Traffico e rumore. Quelli coi tubi in testa

Da Berna presto un giro di vite contro i veicoli rumorosi e gli stili di guida molesti. E in Ticino che si fa per arginare il fenomeno dei “tamarri”?

Di Marco Jeitziner

Pubblichiamo un contributo apparso su Ticino7, allegato del sabato a laRegione

Avete presente quei veicoli rombanti che vagano di giorno e di notte nei centri urbani facendo (apposta) un gran baccano a forza di accelerazioni e cambi di marcia col ‘botto’? Ce ne siamo accorti soprattutto durante il confinamento del 2020, quando spesso regnava il silenzio ed eravamo tutti più sensibili al rumore (vedi più in basso, ndr). Oltre Gottardo la stampa li definisce “autoposer”, in Ticino “sboroni dell’auto” (alla romagnola, come scriveva tio.ch): noi li chiameremo i tamarri della marmitta, o cafoni, pavoni… vedete voi. Si tratta spesso di 18-25enni adepti della moda del tuning e delle elaborazioni, tendenza importata decenni fa dagli Stati Uniti e dal Giappone, ma anche in Germania non scherzano. Conducenti con veicoli potenti comprati a leasing, a volte modificati con ricambi non omologati e/o iscritti sulla famosa “carta grigia”: silenziatori manomessi, catalizzatori eliminati, pulsanti per aprire le valvole dello scarico eccetera. Ma il loro inutile ‘cazzeggio rumoroso’ – ci passerete l’espressione – ora ha rotto i timpani anche a diversi politici a Berna. A tal punto che il Consiglio federale dovrà decidere nuovi provvedimenti, forse anche repressivi.

****************

Consegna:
Riprendi l'articolo sui veicoli rumorosi e sui tamarri della marmitta subito dopo l'ultima frase riportata e continualo.

****************

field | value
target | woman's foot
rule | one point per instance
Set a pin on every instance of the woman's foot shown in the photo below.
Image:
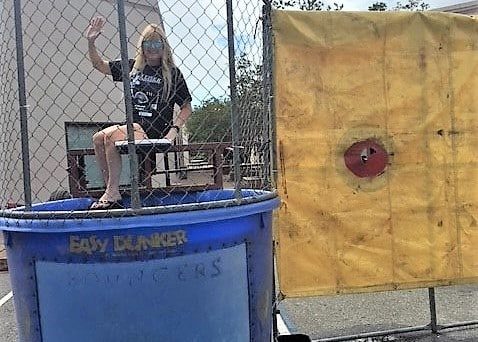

****************

Risultato:
Un problema nazionale

Argovia, Ginevra, Vaud, Zurigo, Basilea Città, Berna, e ovviamente anche il Ticino: i tamarri della marmitta sono ormai una piaga nazionale. Solo recentemente la cronaca riferiva di 18 veicoli truccati e sequestrati dalla polizia della città di Zurigo (nau.ch), di un raduno illegale a Dübendorf (tio.ch), di 38 interventi in un solo weekend a Coira (swissinfo.ch), di 577 denunce per modifiche illegali in tutto il 2020 in Svizzera, “alcune decine” solo in Ticino (tio.ch), tra cui i due casi eclatanti comunicati dalla Polizia cantonale: il 22 agosto in centro a Lugano un 25enne “già segnalato da alcuni cittadini” perché provocava “volontariamente rumore”, e il 3 settembre una 21enne nel nucleo di Cadro. Come se non vivessimo già in un territorio acusticamente devastato, i cui costi miliardari per la salute vengono pagati da tutti i contribuenti. È notizia recentissima che Lugano pare sia la seconda città più rumorosa della Svizzera (“un alloggio su cinque è esposto a un rumore di oltre 60 decibel”) e solo Ginevra soffre di un inquinamento acustico maggiore.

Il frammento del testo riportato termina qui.